文書:
不安そうに土星のネックレスに触れるつくし。
ドアをあけようとすると、中から海が出てきた。
「海ちゃん・・」
「つくしちゃん!いらっしゃい!」
「いらっしゃい?」
「どうぞ。
 司君!つくしちゃん来てくれたよ。」
「あ?」
「私、お茶入れてくるね。」海が席を外す。
「・・・退院、してたんだね。
 具合どう?」
「そのネックレス・・・
 ・・・ムカツク!」
「え?」
「つーか、何なんだよ、テメー。
 どうやってここまで入ってきたんだよ。
 類の女だからって、人んちズカズカ入ってくるんじゃねーよ!
 ・・・目障りだ・・帰れ!」
「呆れた・・・」
「あ?」
「あ?じゃないでしょ、このタコ!!」
「タコ!?」
「私は花沢類の女じゃないし、私は私なの! 
 誰々の私じゃないの!」
「テメーな、」
「テメーじゃない!私は牧野つくし!
 大体その口の利き方何よ!」
「何が!」
「わざわざお見舞いに来た人に向かって帰れって!
 やっと最近大人になったと思ってたのに、
 やっぱりあんたは、何も成長してない単なるバカ男だわ!」
「・・・」
「まったくもう、頭くる!!」

「つくしちゃん、ちょっといいかな。」
海が笑顔でつくしを呼ぶ。

「もう、ここには来ないで欲しいの。」
「え?」
「今、いい感じに記憶が戻りかけててね。
 でも・・つくしちゃん来るとイライラするみたいで、
 それって、つくしちゃんにとってもマイナスだと思うんだ。」
「マイナス?」
「大丈夫。きっとすぐに思い出すよ。
 だからここは、海に任せて。」
海は微笑を浮かべ、司の元に紅茶を運ぶ。

課題の目的:
上にある、つくしが司のお見舞いに行く場面の話を、海が司に紅茶を運ぶところから先へ書き進めてください。

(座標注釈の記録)
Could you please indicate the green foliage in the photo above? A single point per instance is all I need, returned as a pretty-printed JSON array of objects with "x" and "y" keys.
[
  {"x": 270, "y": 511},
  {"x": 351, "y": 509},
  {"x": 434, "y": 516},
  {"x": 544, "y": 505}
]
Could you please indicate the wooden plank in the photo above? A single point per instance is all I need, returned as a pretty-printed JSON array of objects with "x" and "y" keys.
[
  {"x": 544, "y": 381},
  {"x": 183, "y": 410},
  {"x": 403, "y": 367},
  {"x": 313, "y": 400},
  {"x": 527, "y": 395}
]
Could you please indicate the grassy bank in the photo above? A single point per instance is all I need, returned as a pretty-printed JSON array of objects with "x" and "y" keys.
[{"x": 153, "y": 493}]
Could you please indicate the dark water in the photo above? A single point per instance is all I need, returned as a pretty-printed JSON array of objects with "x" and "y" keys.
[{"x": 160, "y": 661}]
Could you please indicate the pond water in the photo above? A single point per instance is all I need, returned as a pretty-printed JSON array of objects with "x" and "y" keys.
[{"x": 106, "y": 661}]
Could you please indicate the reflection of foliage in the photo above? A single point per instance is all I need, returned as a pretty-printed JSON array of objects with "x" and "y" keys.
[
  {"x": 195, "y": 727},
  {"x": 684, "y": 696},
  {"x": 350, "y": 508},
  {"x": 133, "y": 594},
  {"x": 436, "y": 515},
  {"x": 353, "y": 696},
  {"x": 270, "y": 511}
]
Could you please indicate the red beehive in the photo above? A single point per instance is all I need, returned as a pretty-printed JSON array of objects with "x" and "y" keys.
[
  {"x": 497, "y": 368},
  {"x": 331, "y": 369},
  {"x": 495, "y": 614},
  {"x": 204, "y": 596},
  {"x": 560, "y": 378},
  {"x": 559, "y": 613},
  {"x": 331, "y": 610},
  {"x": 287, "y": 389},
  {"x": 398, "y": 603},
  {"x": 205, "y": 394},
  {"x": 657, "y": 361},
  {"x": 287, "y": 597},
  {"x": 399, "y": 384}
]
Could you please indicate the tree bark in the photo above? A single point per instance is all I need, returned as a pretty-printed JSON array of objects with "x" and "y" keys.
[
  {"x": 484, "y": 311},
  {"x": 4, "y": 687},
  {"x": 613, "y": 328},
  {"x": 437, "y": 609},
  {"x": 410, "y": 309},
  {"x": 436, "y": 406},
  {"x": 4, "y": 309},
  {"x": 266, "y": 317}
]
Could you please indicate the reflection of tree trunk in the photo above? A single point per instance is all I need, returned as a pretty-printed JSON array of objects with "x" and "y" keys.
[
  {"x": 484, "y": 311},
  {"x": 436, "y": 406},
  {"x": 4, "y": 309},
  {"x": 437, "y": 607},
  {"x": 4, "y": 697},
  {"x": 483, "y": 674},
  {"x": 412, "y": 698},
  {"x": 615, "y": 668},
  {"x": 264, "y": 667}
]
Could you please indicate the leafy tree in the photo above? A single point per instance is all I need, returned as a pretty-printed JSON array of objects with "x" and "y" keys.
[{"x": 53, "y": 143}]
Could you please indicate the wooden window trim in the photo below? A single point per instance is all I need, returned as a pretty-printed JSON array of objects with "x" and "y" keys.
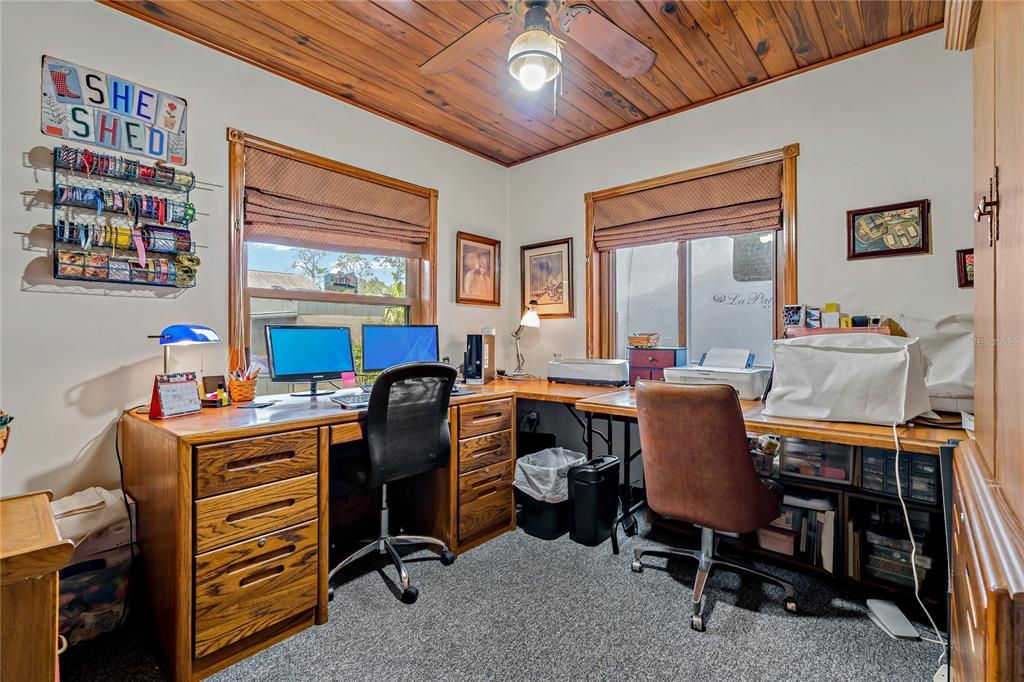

課題の回答:
「ちょっと海ちゃん、」つくしが後を追う。

「司君、お茶入れてきたよ。」
「お茶はいいから、又あのクッキー作ってくれないか?」
「いいよ!今度、たーーくさん作ってきてあげる。
 海ね、こう見えて結構料理得意なんだよ。」
「本当かよ。何作れんの?」
「うーん、肉じゃがとか。」
「肉じゃがって何だよ。」

「え・・・
 何言ってんの・・・」
楽しそうに話す二人を見つめながら呟くつくし。
つくしの瞳から涙がぽろぽろとこぼれる。

司がその涙に気付き驚く。
「・・どうしたの?」海が聞く。
「・・・もういい。」
そう呟き、土星のネックレスを司に投げつけるつくし。
「あんたは道明寺であって、道明寺じゃないんだもんね。」
悲しそうにそう呟き立ち去るつくしを司は見つめ・・・。

F3と優紀に会うつくし。
「もう会わない!?」と美作。
「いいの、もう。」
「もしかして海ちゃん司に本気かよ?」と西門。
「わかんない。」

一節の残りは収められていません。